Lo Stato di diritto (e di rovescio)

Non sta facendo il clamore che dovrebbe il fatto che in Italia la giornalista Nancy Porsia, esperta di Libia, sia stata illegalmente intercettata nell’inchiesta di Trapani sulle Ong nel 2017. Partiamo da un punto fermo: Nancy Porsia non è mai stata indagata eppure un giudice, su richiesta della polizia giudiziaria, ha deciso che si potesse scavalcare la legge: nel documento di 22 pagine – datato 27 luglio 2017, firmato Sco, squadra mobile e comando generale della Guardia costiera – ci sono fotografie, contatti sui social, rapporti personali e nomi di fonti in un’area considerata tra le più pericolose dell’Africa del nord. La notizia è stata data dal quotidiano Domani che racconta come indirettamente, oltre a Porsia, siano stati ascoltati anche il giornalista dell’Avvenire Nello Scavo, conversazioni della giornalista Francesca Mannocchi con esponenti delle Ong, il cronista di Radio Radicale Sergio Scandurra mentre chiedeva informazioni ad alcuni esponenti di organizzazioni umanitarie impegnate in quei mesi nei salvataggi dei migranti, Fausto Biloslavo de Il Giornale e Claudia Di Pasquale di Report.

Primo punto fondamentale: in uno Stato di diritto che non venga rispettato il diritto per intercettare giornalisti che parlano con le loro fonti (nel caso di Porsia addirittura vengono intercettate anche telefonate con l’avvocata Ballerini, la stessa che si occupa della vicenda Regeni) significa che il potere giudiziario (su mandato politico, poi ci arriviamo) scavalca le regole per controllare coloro che per mestiere controllano i poteri per una sana democrazia. È un fatto enorme. E non funziona la difesa di Guido Crosetto (il destrorso “potabile” che è il braccio destro di Giorgia Meloni) quando dice che anche i politici vengono intercettati: si intercetta qualcuno dopo averlo iscritto nel registro degli indagati e soprattutto in uno Stato di diritto si proteggono le fonti dei giornalisti, con buona pace di Crosetto e compagnia cantante.

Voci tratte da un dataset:
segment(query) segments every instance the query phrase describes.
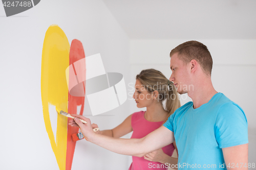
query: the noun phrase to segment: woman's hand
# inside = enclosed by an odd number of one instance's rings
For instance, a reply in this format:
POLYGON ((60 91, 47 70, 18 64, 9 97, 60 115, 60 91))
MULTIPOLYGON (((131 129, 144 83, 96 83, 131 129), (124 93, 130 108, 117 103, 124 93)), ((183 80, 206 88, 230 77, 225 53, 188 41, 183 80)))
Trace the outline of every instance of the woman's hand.
MULTIPOLYGON (((93 128, 93 129, 99 128, 98 127, 98 125, 95 124, 92 124, 92 127, 93 128)), ((100 131, 99 130, 98 131, 97 131, 96 132, 94 132, 94 133, 95 133, 96 134, 100 134, 100 131)))
POLYGON ((96 135, 93 130, 91 120, 79 114, 71 114, 71 116, 75 117, 75 118, 69 121, 69 125, 79 128, 84 139, 86 140, 90 141, 93 136, 96 135), (87 122, 87 124, 83 124, 77 118, 86 120, 87 122))
POLYGON ((144 156, 144 159, 150 161, 159 162, 163 163, 162 162, 166 162, 165 160, 167 156, 168 156, 165 154, 163 150, 160 148, 144 156))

ATTIVITÀ DA SVOLGERE:
• 1. Riporta il passo del testo sulle intercettazioni compreso tra "Primo punto fondamentale: in" e "e compagnia cantante.", estremi inclusi.
• 2. Rispondi a queste domande sul testo sulle intercettazioni:
(a) Di quante pagine è il documento datato 27 luglio 2017?
(b) Quale quotidiano ha dato la notizia?
(c) Di quale altra vicenda si occupa l'avvocata Ballerini?
Il materiale non ha alcun ruolo in questo lavoro.

SOLUZIONI PER ATTIVITÀ:
• 1.
Primo punto fondamentale: in uno Stato di diritto che non venga rispettato il diritto per intercettare giornalisti che parlano con le loro fonti (nel caso di Porsia addirittura vengono intercettate anche telefonate con l’avvocata Ballerini, la stessa che si occupa della vicenda Regeni) significa che il potere giudiziario (su mandato politico, poi ci arriviamo) scavalca le regole per controllare coloro che per mestiere controllano i poteri per una sana democrazia. È un fatto enorme. E non funziona la difesa di Guido Crosetto (il destrorso “potabile” che è il braccio destro di Giorgia Meloni) quando dice che anche i politici vengono intercettati: si intercetta qualcuno dopo averlo iscritto nel registro degli indagati e soprattutto in uno Stato di diritto si proteggono le fonti dei giornalisti, con buona pace di Crosetto e compagnia cantante.

• 2.
(a) 22 pagine.
(b) Il quotidiano Domani.
(c) La vicenda Regeni.